**ACTIVITY:**
Exactly the lines from the beginning of the listing below through the line that contains "Query: small stone" should be transcribed, and pictures must stay out.

========================================

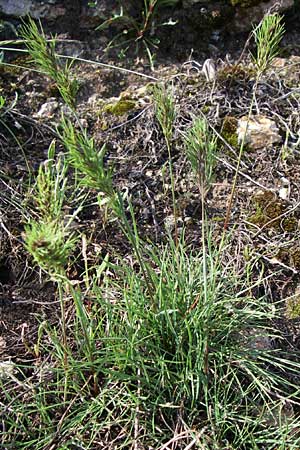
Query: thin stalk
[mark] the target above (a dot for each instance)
(233, 188)
(133, 238)
(173, 190)
(64, 333)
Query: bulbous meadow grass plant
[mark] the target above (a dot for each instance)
(144, 357)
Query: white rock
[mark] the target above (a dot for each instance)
(47, 109)
(7, 369)
(258, 132)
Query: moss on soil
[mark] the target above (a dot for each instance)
(267, 208)
(119, 107)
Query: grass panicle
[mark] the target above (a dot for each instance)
(267, 35)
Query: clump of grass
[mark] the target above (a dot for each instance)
(137, 373)
(86, 158)
(267, 35)
(138, 29)
(44, 57)
(201, 149)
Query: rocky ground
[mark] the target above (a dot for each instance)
(116, 108)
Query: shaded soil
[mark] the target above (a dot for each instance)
(137, 152)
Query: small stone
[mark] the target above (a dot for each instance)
(7, 369)
(47, 109)
(258, 132)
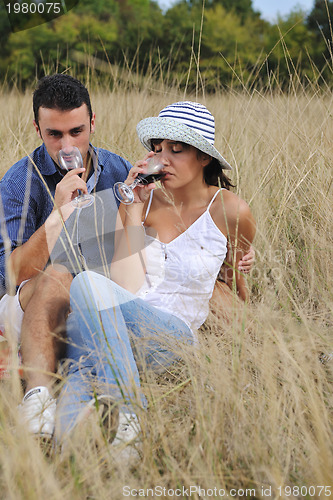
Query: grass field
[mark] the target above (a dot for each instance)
(252, 414)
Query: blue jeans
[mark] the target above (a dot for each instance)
(112, 335)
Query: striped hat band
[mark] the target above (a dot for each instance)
(194, 115)
(188, 122)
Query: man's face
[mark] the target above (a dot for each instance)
(62, 129)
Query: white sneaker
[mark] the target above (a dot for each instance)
(127, 444)
(37, 411)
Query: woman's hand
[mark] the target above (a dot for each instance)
(246, 263)
(141, 191)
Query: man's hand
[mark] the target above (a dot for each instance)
(67, 188)
(246, 263)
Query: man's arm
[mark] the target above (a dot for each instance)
(31, 257)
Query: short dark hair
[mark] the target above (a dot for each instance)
(215, 176)
(61, 92)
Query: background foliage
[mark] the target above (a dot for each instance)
(223, 39)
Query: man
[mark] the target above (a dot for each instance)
(35, 196)
(35, 199)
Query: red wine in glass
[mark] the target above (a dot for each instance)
(124, 193)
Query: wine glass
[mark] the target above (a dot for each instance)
(124, 193)
(70, 158)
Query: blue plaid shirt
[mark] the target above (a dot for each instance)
(26, 195)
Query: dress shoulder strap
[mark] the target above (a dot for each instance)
(212, 200)
(149, 205)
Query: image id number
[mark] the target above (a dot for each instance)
(34, 8)
(305, 491)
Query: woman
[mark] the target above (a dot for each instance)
(159, 293)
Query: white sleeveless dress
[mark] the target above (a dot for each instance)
(181, 274)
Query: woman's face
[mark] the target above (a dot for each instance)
(183, 163)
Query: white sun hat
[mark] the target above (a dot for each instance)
(186, 121)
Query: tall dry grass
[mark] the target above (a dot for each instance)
(254, 409)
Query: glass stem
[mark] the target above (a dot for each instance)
(134, 183)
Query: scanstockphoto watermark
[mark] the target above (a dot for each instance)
(310, 491)
(187, 492)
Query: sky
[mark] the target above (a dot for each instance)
(269, 8)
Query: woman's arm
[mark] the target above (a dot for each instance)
(240, 228)
(128, 266)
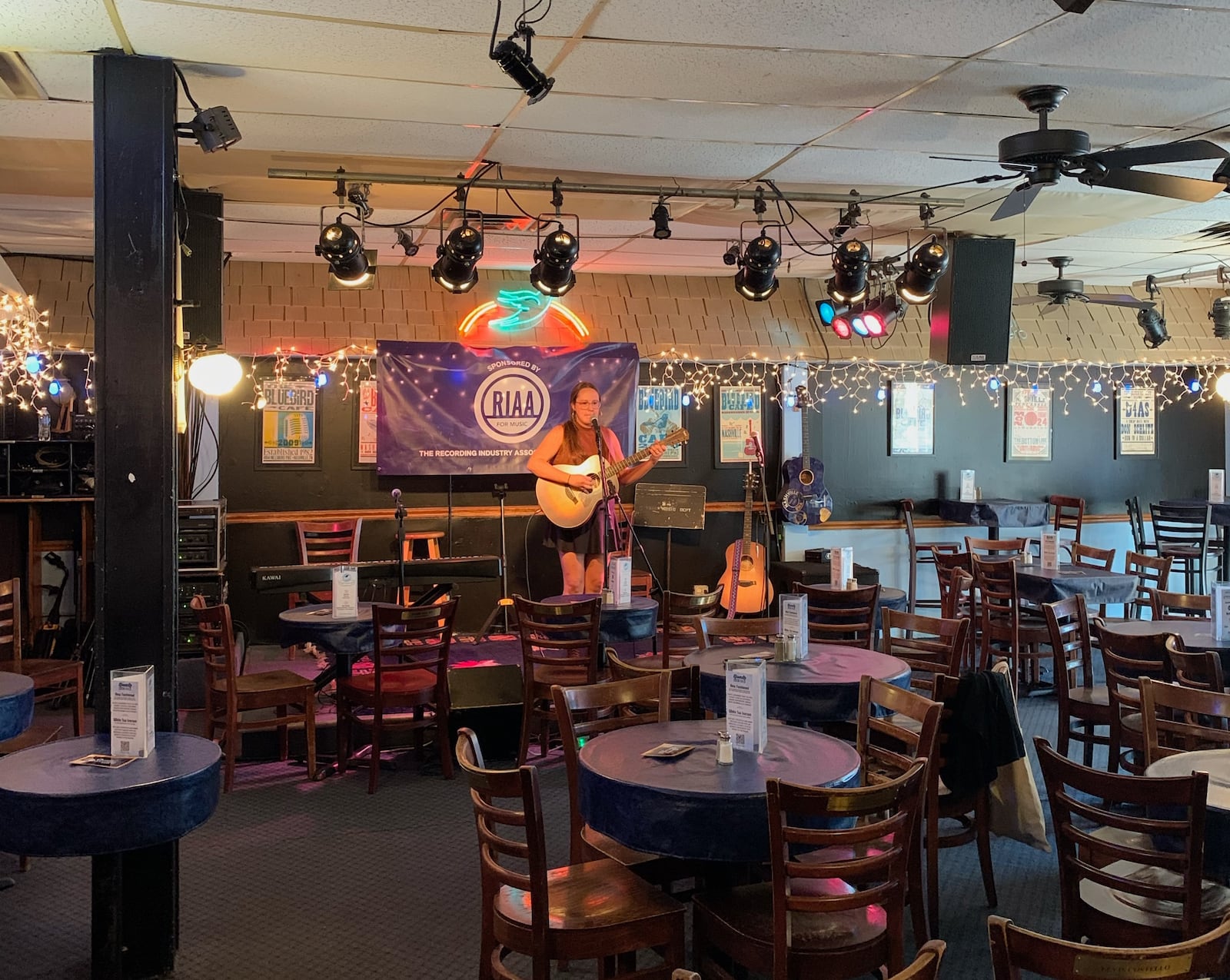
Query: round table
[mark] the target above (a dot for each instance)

========================================

**RESPONSE TO THIS TASK:**
Query: thin stalk
[mark] the target above (a dot for each instance)
(233, 188)
(133, 238)
(173, 190)
(64, 333)
Query: bulbous meadow grass plant
[mark] the target above (a dot for each instance)
(144, 357)
Query: white rock
[mark] the target above (a dot for each instance)
(47, 109)
(7, 369)
(258, 132)
Query: moss on soil
[mark] the target above (a dot for each instance)
(267, 208)
(119, 107)
Query: grass panicle
[mark] the target above (a dot for each instance)
(267, 35)
Query: clump of grass
[mark] the target above (a dot for each instance)
(137, 373)
(86, 158)
(267, 35)
(138, 29)
(44, 57)
(201, 149)
Query: rocky ground
[mark] the target above (a dot for each instance)
(116, 108)
Query: shaded soil
[mark] the target above (a dot for each instance)
(137, 152)
Query: small stone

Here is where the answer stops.